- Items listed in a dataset
Content starts

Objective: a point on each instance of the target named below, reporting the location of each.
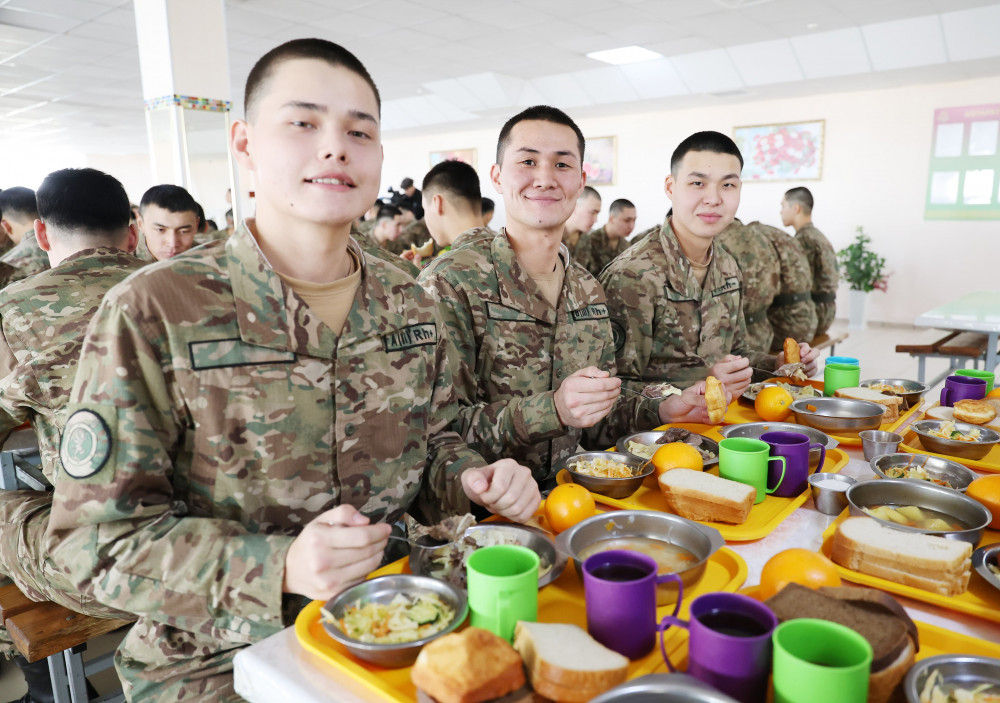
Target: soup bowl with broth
(679, 546)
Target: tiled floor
(874, 347)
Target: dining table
(974, 312)
(280, 668)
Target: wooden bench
(957, 347)
(50, 631)
(827, 340)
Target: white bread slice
(700, 496)
(468, 667)
(565, 663)
(923, 561)
(893, 403)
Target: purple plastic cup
(795, 447)
(730, 644)
(958, 388)
(620, 591)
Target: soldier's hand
(734, 372)
(505, 488)
(689, 406)
(586, 396)
(338, 548)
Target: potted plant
(864, 271)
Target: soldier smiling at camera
(248, 442)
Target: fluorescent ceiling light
(625, 54)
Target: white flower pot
(858, 319)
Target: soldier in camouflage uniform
(796, 211)
(675, 299)
(792, 312)
(761, 279)
(169, 220)
(213, 433)
(532, 350)
(84, 227)
(597, 248)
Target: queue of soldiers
(235, 429)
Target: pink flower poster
(781, 152)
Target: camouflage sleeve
(115, 494)
(490, 427)
(634, 317)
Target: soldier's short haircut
(388, 212)
(19, 202)
(83, 200)
(715, 142)
(169, 197)
(458, 181)
(320, 49)
(619, 205)
(802, 196)
(543, 113)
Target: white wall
(875, 163)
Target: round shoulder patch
(86, 444)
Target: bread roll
(700, 496)
(715, 400)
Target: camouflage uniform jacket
(27, 257)
(792, 312)
(761, 278)
(511, 350)
(594, 250)
(668, 327)
(826, 276)
(43, 321)
(206, 429)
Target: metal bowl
(900, 491)
(653, 437)
(913, 390)
(957, 476)
(661, 688)
(964, 450)
(610, 487)
(982, 558)
(964, 670)
(533, 538)
(753, 430)
(382, 590)
(843, 416)
(702, 541)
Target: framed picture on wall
(600, 161)
(791, 151)
(466, 156)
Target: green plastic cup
(840, 376)
(503, 588)
(976, 373)
(745, 460)
(820, 662)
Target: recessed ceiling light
(625, 54)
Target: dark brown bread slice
(887, 634)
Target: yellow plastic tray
(737, 413)
(981, 600)
(990, 462)
(764, 517)
(560, 601)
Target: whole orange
(773, 404)
(986, 490)
(797, 566)
(567, 505)
(677, 455)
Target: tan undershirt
(551, 283)
(331, 302)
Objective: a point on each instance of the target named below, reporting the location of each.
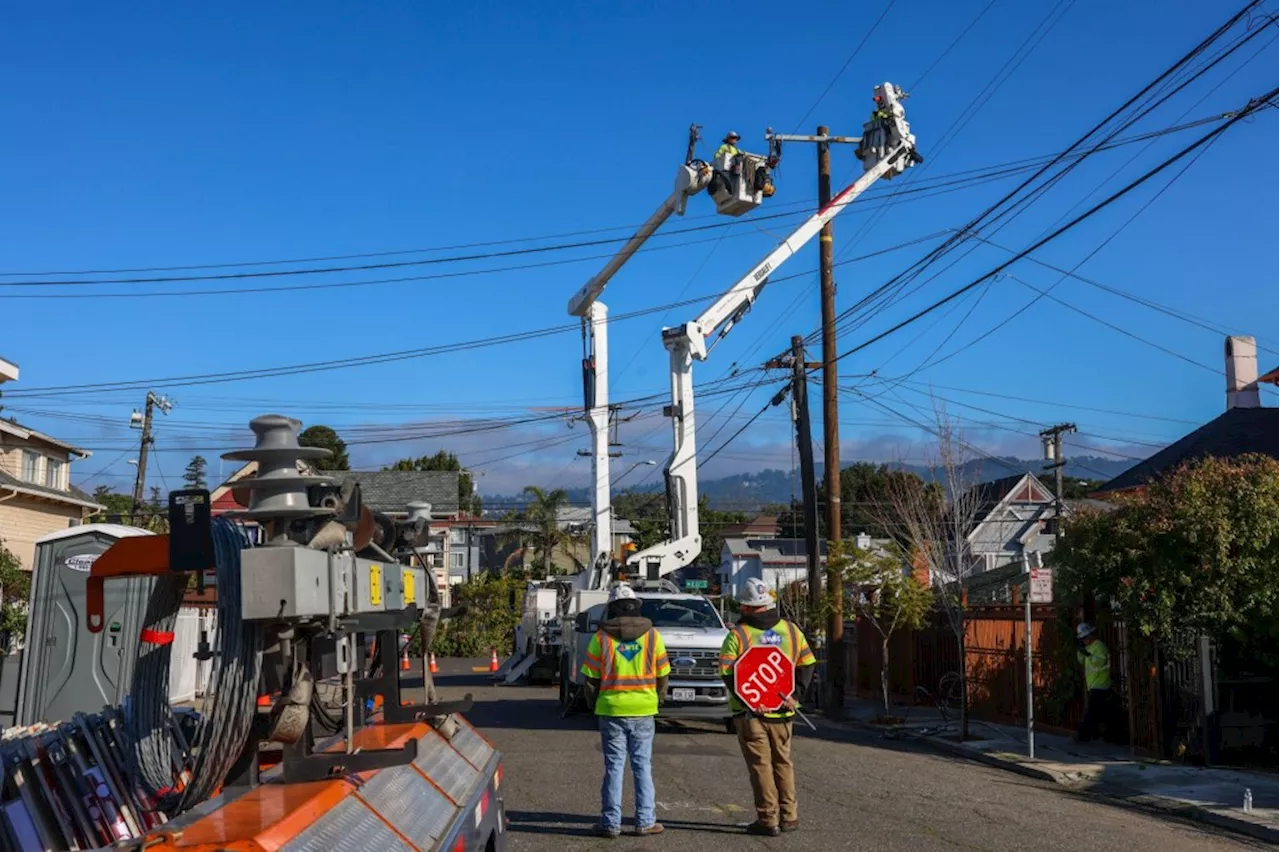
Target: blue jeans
(624, 737)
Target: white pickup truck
(693, 632)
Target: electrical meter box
(65, 669)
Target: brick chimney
(1242, 372)
(8, 371)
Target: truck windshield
(694, 612)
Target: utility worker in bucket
(766, 738)
(626, 670)
(1097, 677)
(728, 146)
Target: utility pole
(804, 447)
(1052, 439)
(831, 431)
(147, 440)
(830, 404)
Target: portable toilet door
(65, 669)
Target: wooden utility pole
(808, 480)
(147, 440)
(1052, 438)
(830, 406)
(831, 431)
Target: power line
(845, 67)
(990, 213)
(1257, 104)
(406, 355)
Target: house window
(54, 473)
(30, 466)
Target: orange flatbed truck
(447, 800)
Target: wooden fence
(924, 668)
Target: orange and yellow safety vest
(627, 673)
(785, 636)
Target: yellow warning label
(375, 585)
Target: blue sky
(156, 136)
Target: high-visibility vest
(1097, 665)
(784, 635)
(627, 673)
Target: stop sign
(763, 677)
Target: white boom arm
(887, 149)
(690, 179)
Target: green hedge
(494, 608)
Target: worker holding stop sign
(766, 663)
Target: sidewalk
(1212, 796)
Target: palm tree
(542, 518)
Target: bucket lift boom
(743, 187)
(887, 149)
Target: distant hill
(748, 491)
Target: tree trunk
(964, 685)
(885, 672)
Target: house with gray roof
(391, 491)
(36, 491)
(1244, 427)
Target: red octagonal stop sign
(764, 677)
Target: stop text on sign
(763, 678)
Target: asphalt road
(858, 791)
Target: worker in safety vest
(1097, 677)
(766, 738)
(626, 672)
(728, 146)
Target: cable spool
(231, 701)
(277, 494)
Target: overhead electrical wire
(993, 211)
(1256, 105)
(845, 67)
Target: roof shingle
(393, 490)
(1233, 433)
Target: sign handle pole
(800, 713)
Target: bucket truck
(737, 182)
(886, 150)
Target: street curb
(1155, 804)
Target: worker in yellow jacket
(766, 737)
(1100, 710)
(626, 672)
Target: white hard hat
(754, 592)
(622, 591)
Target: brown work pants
(767, 749)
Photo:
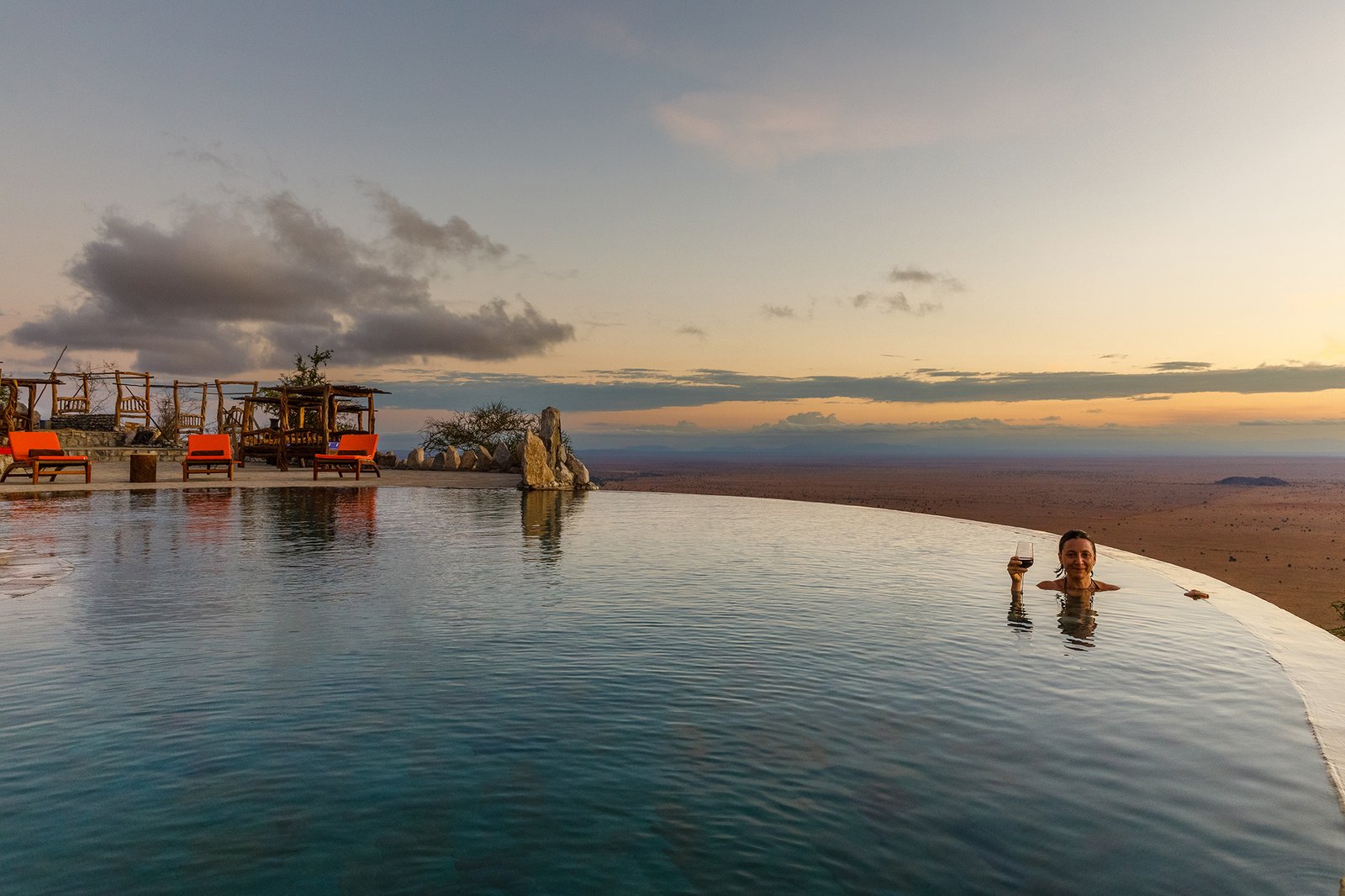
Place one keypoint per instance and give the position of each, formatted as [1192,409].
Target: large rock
[578,472]
[549,430]
[564,477]
[537,472]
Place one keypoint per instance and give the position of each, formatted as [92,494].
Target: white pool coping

Content ends

- Assignment
Within the entries above, find every line where the string "give" occurs, and copy it.

- Your response
Place one keypoint per instance and give the position of each, formatted as [1192,409].
Place one keypoint per instance and give the position of each, formatted as [92,494].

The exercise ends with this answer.